Top of Supplied data
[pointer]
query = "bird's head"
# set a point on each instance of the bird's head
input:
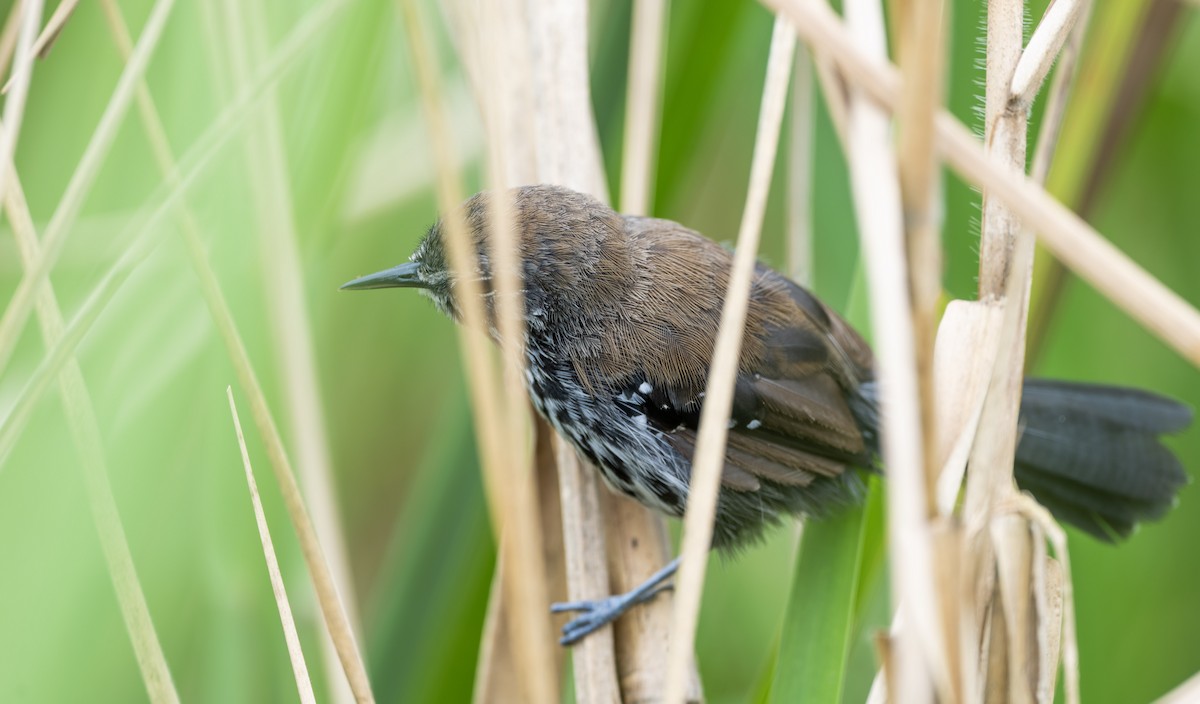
(571, 250)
Bottom of Supplied data
### [What you should do]
Your answer should be every line from the material above in which the word "bird" appears.

### [Expected answer]
query = "bird's head"
# set a point on each instance of the bird's head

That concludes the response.